◆ CONSIGNE 1: Veuillez reformuler sous forme de liste plus brève le paragraphe du texte sur les bonnes manières qui commence par « Pour autant, ces bases », en conservant ses faits principaux.
◆ CONSIGNE 2: Extrayez du texte sur les bonnes manières tout ce qui va de « Et, n’en déplaise » jusqu'à « évidemment spécifiquement humaines. ».
◆ CONSIGNE 3: Indiquez si chacun des énoncés suivants concorde avec le texte sur les bonnes manières en répondant par oui ou par non, accompagné des mots décisifs du texte cités tels quels. (a) Darwin avait déjà constaté qu'une large part de l'origine des bonnes manières se trouve chez les animaux. (b) Les bonnes manières dues aux injonctions religieuses se retrouvent aussi chez les animaux. (c) Norbert Elias est l'auteur de La Distinction.

Et, n’en déplaise à notre anthropocentrisme, à notre moderne compréhension des contaminations microbiennes, nous serons alors obligés de constater (ainsi que le fit déjà Darwin) qu’une large part de l’origine des bonnes manières est à rechercher chez les animaux. Nous retrouverons chez eux les catégories que nous aurons précédemment isolées chez nous : identification, soumission ou affirmation ; ne pas outrepasser et ne pas déroger ; rassurer et intimider ; demander et recevoir ; émettre et ressentir ; montrer ses perceptions et émotions ou au contraire les dissimuler ; refuser et accepter ; affirmer la loi du groupe et donner la possibilité d’y revenir aux individus qui s’en écartent, etc. En revanche, les bonnes manières dues aux injonctions religieuses sont évidemment spécifiquement humaines.

Pour autant, ces bases, aussi essentielles soient-elles, ne suffisent pas à rendre compte du développement historique des bonnes manières, en particulier du rapport au corps personnel et au corps d’autrui, ni de l’universelle différence entre manières urbaines et manières paysannes, ou de la non moins universelle différence entre manières des élites et manières des masses. Ce sont ces différences qui ont permis aux historiens et aux analystes des bonnes manières de les déplier et de les cartographier. Deux universitaires ont principalement contribué à ceci, Pierre Bourdieu, dans son fascinant pavé La Distinction et Norbert Elias dans une demi-douzaine d’ouvrages.

Éléments d'un jeu de données:
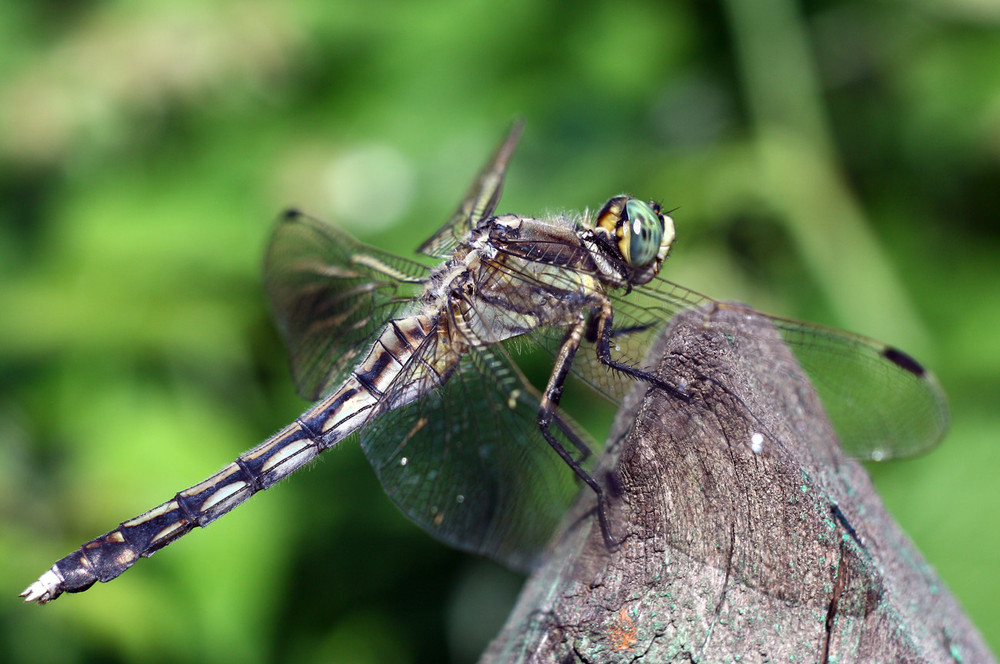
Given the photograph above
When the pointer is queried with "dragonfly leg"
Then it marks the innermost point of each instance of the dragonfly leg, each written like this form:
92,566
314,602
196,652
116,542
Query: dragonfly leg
605,315
547,416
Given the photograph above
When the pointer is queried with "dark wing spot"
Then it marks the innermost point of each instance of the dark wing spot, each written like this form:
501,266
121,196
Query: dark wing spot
904,361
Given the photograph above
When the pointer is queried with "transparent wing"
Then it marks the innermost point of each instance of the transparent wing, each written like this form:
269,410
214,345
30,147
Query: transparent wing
882,402
480,201
467,462
331,295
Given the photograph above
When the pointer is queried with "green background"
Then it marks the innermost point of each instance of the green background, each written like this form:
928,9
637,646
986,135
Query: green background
836,161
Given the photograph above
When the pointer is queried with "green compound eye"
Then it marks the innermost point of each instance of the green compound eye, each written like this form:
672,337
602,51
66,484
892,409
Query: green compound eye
645,231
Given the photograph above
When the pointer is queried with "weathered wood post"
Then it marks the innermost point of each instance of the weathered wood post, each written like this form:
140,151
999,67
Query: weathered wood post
749,537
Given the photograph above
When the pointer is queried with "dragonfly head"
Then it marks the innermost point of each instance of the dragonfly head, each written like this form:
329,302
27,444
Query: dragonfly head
639,231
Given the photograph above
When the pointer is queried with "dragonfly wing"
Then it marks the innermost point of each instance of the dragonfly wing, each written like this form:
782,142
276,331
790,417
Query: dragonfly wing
467,461
331,295
881,402
480,201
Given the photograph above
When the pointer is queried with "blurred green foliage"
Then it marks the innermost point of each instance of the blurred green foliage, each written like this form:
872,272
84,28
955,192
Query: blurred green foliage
837,161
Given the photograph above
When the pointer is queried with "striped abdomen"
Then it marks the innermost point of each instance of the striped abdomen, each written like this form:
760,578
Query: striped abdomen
321,427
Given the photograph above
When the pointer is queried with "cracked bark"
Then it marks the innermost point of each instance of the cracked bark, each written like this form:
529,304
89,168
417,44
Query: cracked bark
783,555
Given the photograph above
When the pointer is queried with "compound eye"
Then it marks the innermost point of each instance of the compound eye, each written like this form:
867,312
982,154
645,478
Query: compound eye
644,232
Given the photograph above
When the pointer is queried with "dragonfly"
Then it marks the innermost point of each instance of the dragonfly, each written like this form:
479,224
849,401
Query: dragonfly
418,364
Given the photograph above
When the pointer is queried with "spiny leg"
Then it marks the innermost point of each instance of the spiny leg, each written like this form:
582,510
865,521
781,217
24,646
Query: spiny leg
547,416
605,315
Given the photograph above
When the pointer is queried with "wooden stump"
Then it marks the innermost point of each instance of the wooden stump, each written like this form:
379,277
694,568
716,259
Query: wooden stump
748,536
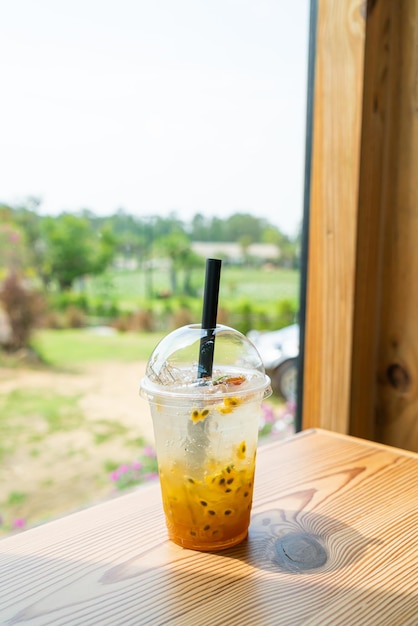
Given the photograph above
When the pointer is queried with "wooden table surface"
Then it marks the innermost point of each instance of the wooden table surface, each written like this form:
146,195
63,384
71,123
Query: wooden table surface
333,540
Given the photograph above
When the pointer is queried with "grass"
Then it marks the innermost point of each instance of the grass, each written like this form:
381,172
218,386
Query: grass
264,285
69,348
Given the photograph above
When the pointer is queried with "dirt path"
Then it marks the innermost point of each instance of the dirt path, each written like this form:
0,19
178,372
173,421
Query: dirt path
44,474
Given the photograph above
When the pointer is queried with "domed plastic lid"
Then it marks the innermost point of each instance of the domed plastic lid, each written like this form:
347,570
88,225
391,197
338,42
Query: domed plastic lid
174,364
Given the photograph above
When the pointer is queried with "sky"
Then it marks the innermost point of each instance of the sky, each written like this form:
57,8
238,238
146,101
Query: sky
155,106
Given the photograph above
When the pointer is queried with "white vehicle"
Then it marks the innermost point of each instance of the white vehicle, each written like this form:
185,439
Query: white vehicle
279,351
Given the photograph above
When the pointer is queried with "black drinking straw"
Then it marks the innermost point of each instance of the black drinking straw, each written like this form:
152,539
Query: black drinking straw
209,315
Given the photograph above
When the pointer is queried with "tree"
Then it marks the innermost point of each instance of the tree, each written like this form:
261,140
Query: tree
178,248
73,250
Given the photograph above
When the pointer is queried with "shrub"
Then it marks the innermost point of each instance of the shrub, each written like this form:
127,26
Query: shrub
23,308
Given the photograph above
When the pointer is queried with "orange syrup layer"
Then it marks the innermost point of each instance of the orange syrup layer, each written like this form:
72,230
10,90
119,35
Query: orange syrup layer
210,513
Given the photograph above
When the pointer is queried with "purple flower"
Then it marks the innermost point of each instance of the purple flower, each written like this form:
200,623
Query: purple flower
149,451
151,476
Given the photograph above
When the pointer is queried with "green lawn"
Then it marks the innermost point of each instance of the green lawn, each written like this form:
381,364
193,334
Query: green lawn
263,285
68,348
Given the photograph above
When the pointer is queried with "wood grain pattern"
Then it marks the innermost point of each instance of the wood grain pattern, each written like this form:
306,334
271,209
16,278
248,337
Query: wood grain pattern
332,541
333,213
385,355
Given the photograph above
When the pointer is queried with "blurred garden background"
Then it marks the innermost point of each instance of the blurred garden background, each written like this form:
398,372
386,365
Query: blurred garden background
83,301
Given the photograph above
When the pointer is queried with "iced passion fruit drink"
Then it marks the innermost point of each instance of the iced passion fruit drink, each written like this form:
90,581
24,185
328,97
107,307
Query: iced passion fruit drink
206,434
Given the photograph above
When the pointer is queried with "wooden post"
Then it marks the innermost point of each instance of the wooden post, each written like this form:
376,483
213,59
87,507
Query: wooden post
333,214
384,401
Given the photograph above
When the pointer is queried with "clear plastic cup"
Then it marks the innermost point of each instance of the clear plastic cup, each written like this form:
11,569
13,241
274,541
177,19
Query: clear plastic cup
206,433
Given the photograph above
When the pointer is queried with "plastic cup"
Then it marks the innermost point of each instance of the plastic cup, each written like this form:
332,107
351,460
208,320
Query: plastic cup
206,433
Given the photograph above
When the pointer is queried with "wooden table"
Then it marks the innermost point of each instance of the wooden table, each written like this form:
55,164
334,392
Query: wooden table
333,540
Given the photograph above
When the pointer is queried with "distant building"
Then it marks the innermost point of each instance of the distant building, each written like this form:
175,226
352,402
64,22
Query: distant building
234,251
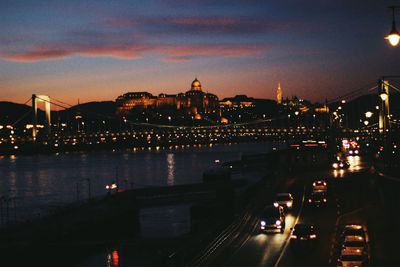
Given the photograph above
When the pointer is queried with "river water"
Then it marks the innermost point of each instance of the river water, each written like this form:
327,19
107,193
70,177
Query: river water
39,183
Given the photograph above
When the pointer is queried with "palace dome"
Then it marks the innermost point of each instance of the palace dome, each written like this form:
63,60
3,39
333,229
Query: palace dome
196,85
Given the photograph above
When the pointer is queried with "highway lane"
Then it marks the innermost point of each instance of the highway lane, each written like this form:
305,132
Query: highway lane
348,192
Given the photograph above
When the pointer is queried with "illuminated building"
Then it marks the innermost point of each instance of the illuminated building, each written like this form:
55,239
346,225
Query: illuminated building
279,96
192,102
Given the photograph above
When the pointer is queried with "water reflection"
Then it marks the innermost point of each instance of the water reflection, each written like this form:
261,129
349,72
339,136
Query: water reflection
113,259
171,169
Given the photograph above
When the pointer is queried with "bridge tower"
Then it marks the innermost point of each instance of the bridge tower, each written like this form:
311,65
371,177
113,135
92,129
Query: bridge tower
46,100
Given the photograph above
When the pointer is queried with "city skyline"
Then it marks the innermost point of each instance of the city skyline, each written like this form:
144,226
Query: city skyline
97,50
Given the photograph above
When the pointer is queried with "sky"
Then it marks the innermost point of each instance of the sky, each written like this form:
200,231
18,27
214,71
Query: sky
79,50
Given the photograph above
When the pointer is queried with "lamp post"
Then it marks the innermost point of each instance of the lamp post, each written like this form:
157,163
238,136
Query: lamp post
383,87
393,36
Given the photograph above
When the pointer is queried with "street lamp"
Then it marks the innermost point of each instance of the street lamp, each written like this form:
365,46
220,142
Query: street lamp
393,36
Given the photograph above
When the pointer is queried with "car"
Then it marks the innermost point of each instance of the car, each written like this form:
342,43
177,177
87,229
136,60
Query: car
272,218
319,185
318,199
303,233
341,164
353,152
354,242
347,260
284,199
354,230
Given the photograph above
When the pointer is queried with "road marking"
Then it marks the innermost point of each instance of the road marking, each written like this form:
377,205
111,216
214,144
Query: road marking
295,222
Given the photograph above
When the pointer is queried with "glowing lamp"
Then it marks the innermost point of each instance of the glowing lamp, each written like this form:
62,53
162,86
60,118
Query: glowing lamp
383,96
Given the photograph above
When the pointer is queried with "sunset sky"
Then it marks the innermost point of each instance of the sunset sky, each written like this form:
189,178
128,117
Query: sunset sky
97,50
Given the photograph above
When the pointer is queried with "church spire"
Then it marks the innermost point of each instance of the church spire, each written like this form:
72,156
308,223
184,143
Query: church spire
279,94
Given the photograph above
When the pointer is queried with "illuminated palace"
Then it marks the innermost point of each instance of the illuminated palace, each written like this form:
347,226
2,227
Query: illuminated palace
193,102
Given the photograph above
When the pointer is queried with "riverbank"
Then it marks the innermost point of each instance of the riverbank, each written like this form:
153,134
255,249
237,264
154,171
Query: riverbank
110,222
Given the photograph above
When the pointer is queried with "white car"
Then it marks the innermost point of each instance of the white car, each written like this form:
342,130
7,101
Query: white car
354,242
355,230
320,186
352,260
284,199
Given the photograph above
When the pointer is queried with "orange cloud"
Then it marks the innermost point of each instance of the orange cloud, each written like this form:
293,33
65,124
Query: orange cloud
173,53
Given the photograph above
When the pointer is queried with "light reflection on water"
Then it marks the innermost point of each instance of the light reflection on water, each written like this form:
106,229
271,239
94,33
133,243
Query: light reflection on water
171,168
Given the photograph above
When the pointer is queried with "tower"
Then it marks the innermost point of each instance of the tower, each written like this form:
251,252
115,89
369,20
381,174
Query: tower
279,94
46,100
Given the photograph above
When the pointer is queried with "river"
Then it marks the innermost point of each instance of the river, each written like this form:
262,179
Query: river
38,183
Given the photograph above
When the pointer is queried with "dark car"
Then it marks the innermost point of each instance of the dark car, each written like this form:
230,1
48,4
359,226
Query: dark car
354,230
272,218
317,199
303,233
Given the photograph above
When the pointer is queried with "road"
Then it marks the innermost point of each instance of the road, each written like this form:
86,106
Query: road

◆ RÉSULTAT DE L'EXERCICE 1:
- Ces bases, aussi essentielles soient-elles, ne suffisent pas à expliquer le développement historique des bonnes manières, en particulier le rapport au corps personnel et au corps d'autrui.
- Elles n'expliquent pas non plus deux différences universelles : entre manières urbaines et manières paysannes, et entre manières des élites et manières des masses.
- Ces différences ont permis aux historiens et aux analystes de déplier et de cartographier les bonnes manières.
- Deux universitaires y ont principalement contribué : Pierre Bourdieu, avec La Distinction, et Norbert Elias, avec une demi-douzaine d'ouvrages.

◆ RÉSULTAT DE L'EXERCICE 2:
Et, n’en déplaise à notre anthropocentrisme, à notre moderne compréhension des contaminations microbiennes, nous serons alors obligés de constater (ainsi que le fit déjà Darwin) qu’une large part de l’origine des bonnes manières est à rechercher chez les animaux. Nous retrouverons chez eux les catégories que nous aurons précédemment isolées chez nous : identification, soumission ou affirmation ; ne pas outrepasser et ne pas déroger ; rassurer et intimider ; demander et recevoir ; émettre et ressentir ; montrer ses perceptions et émotions ou au contraire les dissimuler ; refuser et accepter ; affirmer la loi du groupe et donner la possibilité d’y revenir aux individus qui s’en écartent, etc. En revanche, les bonnes manières dues aux injonctions religieuses sont évidemment spécifiquement humaines.

◆ RÉSULTAT DE L'EXERCICE 3:
(a) Oui : « (ainsi que le fit déjà Darwin) ».
(b) Non : « les bonnes manières dues aux injonctions religieuses sont évidemment spécifiquement humaines ».
(c) Non : « Pierre Bourdieu, dans son fascinant pavé La Distinction ».